THE TASK: The records are set out below this line. Return exactly the lines from the one containing "Expected behaviour: a marker sits on the illuminated" through the last, and exclude the pictures.
──────
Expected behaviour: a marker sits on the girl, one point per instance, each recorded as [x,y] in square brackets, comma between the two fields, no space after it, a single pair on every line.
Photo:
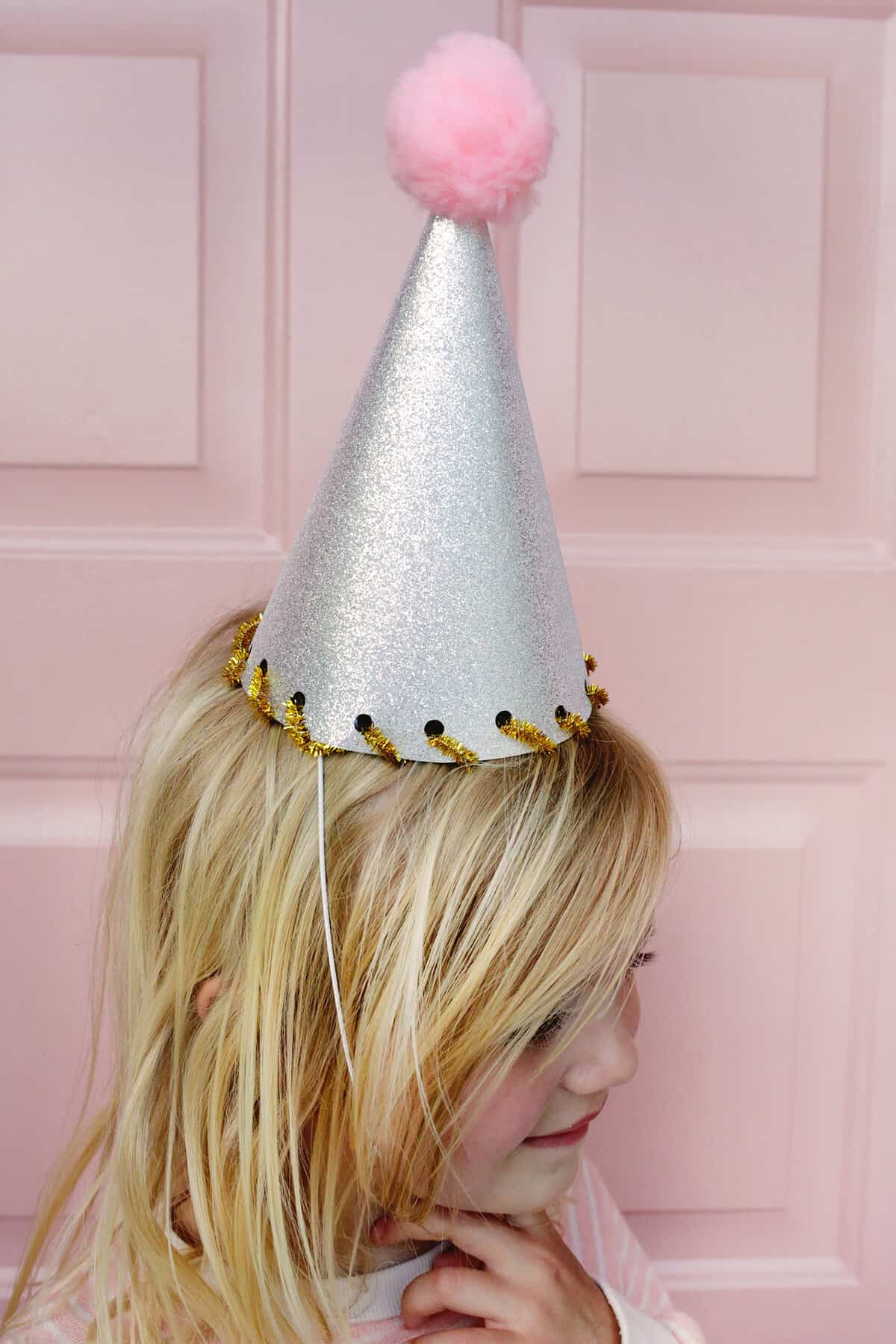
[489,927]
[287,1073]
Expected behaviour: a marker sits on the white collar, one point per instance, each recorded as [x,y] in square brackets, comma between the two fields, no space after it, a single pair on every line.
[368,1297]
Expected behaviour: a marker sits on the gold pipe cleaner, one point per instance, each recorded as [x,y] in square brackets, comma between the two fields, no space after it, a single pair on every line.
[297,729]
[524,732]
[260,691]
[452,747]
[376,738]
[597,694]
[235,665]
[571,722]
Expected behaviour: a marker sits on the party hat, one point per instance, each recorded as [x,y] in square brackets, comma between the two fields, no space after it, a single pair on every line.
[423,613]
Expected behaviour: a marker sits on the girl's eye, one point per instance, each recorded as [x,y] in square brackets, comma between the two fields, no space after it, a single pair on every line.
[553,1024]
[548,1028]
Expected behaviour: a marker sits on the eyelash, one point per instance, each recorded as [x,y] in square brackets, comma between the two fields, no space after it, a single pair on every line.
[553,1024]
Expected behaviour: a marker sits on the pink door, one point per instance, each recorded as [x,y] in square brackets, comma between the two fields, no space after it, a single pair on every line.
[199,243]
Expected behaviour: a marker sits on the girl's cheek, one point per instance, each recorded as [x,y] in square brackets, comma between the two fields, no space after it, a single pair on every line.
[511,1116]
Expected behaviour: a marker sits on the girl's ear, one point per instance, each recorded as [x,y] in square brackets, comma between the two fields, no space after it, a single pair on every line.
[206,994]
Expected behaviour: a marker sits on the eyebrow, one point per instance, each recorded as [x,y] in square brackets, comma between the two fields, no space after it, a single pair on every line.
[585,986]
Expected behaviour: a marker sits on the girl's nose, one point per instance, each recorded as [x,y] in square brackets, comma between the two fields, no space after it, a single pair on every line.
[606,1055]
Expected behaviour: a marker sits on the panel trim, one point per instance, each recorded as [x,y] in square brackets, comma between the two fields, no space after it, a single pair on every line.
[141,544]
[645,550]
[709,1276]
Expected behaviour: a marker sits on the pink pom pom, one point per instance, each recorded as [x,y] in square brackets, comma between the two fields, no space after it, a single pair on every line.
[467,131]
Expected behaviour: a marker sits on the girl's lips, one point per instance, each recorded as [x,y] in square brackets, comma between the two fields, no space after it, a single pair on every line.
[563,1136]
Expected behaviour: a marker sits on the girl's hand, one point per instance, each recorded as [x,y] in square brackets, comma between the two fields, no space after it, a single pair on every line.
[520,1278]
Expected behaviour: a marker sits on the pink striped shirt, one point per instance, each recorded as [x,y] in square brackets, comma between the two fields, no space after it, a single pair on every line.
[593,1228]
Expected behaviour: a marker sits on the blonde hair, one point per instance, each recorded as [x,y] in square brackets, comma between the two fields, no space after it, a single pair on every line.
[464,906]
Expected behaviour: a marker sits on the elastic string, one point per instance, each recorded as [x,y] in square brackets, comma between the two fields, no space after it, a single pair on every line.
[327,925]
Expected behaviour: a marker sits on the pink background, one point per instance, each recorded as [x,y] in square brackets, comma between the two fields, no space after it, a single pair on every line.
[199,243]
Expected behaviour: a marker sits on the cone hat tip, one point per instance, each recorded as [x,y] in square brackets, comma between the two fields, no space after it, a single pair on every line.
[467,131]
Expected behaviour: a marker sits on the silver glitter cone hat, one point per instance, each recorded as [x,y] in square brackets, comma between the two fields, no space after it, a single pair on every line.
[423,613]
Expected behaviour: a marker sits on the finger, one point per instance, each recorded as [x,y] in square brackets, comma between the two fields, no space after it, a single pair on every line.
[484,1236]
[464,1290]
[460,1258]
[538,1223]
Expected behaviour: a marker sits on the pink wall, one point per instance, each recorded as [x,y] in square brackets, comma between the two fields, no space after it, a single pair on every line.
[198,246]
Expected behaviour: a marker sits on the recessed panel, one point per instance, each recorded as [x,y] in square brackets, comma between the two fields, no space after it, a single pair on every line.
[47,905]
[679,1140]
[100,260]
[702,230]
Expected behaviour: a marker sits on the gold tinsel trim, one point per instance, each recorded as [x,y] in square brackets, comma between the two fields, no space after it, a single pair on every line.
[235,665]
[450,746]
[597,694]
[260,691]
[574,725]
[297,729]
[523,732]
[376,738]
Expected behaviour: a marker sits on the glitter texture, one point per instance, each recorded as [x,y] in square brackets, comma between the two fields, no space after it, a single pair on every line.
[523,732]
[235,665]
[381,744]
[426,581]
[452,747]
[260,692]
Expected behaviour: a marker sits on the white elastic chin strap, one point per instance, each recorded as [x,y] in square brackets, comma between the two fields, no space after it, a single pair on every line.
[327,927]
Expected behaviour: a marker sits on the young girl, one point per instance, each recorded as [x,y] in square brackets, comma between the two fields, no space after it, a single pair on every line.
[489,925]
[382,889]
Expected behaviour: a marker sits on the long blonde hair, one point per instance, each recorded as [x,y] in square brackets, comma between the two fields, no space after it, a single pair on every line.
[464,907]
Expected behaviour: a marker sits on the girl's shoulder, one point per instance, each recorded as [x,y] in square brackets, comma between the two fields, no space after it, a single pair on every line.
[54,1319]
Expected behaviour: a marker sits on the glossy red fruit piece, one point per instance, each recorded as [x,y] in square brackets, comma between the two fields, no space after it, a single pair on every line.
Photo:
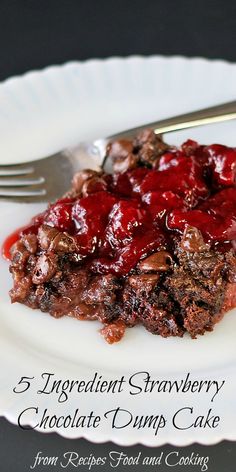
[223,160]
[213,228]
[186,179]
[128,257]
[136,177]
[223,203]
[161,202]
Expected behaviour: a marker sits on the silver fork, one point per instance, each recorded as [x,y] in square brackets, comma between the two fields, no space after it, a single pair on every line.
[48,178]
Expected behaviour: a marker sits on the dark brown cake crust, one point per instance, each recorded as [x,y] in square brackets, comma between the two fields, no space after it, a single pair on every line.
[187,287]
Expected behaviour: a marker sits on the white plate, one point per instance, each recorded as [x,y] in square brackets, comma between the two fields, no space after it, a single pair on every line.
[43,112]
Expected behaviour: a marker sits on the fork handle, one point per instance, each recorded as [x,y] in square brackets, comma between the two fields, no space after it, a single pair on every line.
[219,113]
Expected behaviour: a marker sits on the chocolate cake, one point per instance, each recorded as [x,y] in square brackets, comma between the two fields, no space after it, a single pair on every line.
[152,243]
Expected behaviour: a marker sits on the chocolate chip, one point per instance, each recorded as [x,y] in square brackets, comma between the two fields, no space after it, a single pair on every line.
[192,240]
[157,262]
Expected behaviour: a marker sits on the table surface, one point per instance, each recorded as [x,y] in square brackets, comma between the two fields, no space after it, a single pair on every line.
[36,34]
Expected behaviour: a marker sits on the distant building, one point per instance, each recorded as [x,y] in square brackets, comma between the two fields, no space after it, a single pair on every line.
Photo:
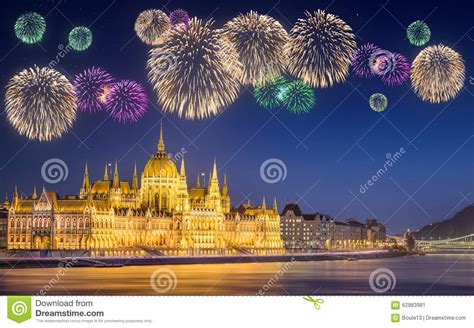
[4,223]
[303,231]
[376,232]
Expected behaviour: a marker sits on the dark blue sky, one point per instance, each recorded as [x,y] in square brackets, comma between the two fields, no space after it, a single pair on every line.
[328,153]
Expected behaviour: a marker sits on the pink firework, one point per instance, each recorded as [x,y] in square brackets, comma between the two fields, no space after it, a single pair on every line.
[89,88]
[396,70]
[127,101]
[362,60]
[179,19]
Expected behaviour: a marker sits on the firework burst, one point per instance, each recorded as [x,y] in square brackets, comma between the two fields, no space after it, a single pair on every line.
[321,48]
[270,94]
[260,43]
[398,70]
[30,27]
[418,33]
[151,25]
[363,60]
[298,97]
[40,103]
[90,87]
[378,102]
[190,72]
[179,19]
[126,101]
[80,38]
[438,74]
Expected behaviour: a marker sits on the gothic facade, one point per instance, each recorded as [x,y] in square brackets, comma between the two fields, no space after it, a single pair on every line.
[161,214]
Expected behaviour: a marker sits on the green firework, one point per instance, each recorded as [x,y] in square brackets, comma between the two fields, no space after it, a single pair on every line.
[418,33]
[378,102]
[80,38]
[30,27]
[298,97]
[270,94]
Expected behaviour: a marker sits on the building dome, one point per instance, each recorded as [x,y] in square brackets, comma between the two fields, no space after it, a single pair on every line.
[160,165]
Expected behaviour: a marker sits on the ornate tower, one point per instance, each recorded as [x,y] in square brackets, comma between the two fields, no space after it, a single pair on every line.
[213,197]
[225,199]
[115,192]
[183,197]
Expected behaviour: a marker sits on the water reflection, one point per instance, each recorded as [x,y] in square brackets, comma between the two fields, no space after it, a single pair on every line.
[433,274]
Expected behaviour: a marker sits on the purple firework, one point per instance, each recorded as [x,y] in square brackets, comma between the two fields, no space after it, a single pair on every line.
[362,60]
[127,101]
[89,87]
[179,18]
[398,70]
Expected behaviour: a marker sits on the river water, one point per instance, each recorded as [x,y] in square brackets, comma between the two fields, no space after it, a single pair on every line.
[414,275]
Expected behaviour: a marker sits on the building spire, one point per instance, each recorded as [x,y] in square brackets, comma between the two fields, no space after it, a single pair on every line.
[182,171]
[106,173]
[224,186]
[214,171]
[161,143]
[85,181]
[116,183]
[6,203]
[135,178]
[198,182]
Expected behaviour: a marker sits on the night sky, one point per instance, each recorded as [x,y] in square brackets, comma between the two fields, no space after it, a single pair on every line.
[328,153]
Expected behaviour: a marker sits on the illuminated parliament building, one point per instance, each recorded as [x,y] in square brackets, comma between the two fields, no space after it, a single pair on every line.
[162,213]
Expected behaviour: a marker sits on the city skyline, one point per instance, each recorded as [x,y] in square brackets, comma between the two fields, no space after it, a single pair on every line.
[329,153]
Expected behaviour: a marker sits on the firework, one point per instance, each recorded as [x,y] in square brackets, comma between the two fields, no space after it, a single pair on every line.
[151,25]
[270,94]
[438,74]
[40,103]
[363,60]
[418,33]
[90,87]
[127,101]
[190,72]
[30,27]
[378,102]
[321,48]
[398,70]
[179,19]
[260,44]
[80,38]
[298,97]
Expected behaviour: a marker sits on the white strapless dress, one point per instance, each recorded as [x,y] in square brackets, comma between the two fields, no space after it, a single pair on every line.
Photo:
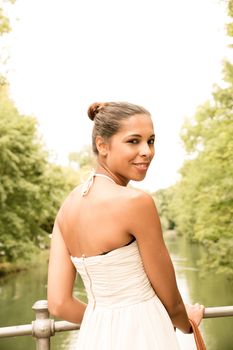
[123,311]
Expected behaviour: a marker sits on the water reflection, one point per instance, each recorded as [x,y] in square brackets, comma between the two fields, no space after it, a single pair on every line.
[19,292]
[210,290]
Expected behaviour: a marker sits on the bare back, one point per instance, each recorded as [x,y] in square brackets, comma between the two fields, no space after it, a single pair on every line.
[97,222]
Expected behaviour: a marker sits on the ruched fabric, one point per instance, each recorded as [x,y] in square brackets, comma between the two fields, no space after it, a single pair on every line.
[123,311]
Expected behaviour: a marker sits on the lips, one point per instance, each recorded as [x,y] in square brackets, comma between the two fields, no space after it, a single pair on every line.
──────
TASK ANSWER:
Expected behaviour: a marker sits on the illuminated parliament building, one point per instance, each recorded as [x,y] in square brackets, comma between the two fields, no space after it, a single pair on every line.
[162,213]
Expected behaviour: a marker sits on the city skyline, one point per instance, each recorded as [x,y] in square brackets, comma between the two fields, no space after it, a single pair on every line.
[329,153]
Expected behaviour: a marker sits on the firework, one point per instance, each recorded as [x,y] in square brackets, comma between the two fields, no space after it, a single pair on every line.
[151,25]
[270,94]
[438,74]
[40,103]
[363,60]
[418,33]
[90,87]
[127,101]
[190,72]
[30,27]
[378,102]
[321,48]
[398,70]
[179,19]
[260,44]
[80,38]
[298,97]
Expected behaviour: a marker sits on the white strapless dress, one point per instance, each recorded as [x,y] in square brackets, comma between the two fields, no space after it, a single pair on every line.
Photo:
[123,311]
Expected behaviour: a marker sits on the water reflection, one point per instance, each recorded as [x,y] in square brackets, comma between the two fields, no space after it, a single pair on every line.
[19,292]
[210,290]
Expected behaviour: a marker sits on the bare back, one point per instance, each recorded as [x,y] in square brackets, comma between the two fields, no space after it, a single pair on every line.
[97,222]
Expected behaviour: a marker sits on the ruched fabric, one point per instance, each recorded as [x,y] in square brackets, comma between the two fields, no space after it, a single pair on every line.
[123,311]
Expected behaviour: a marker sits on the lips, one point per instance, each recorded as [x,y] in square brackets, comma between the two fields, no space after it, a single pair on every line.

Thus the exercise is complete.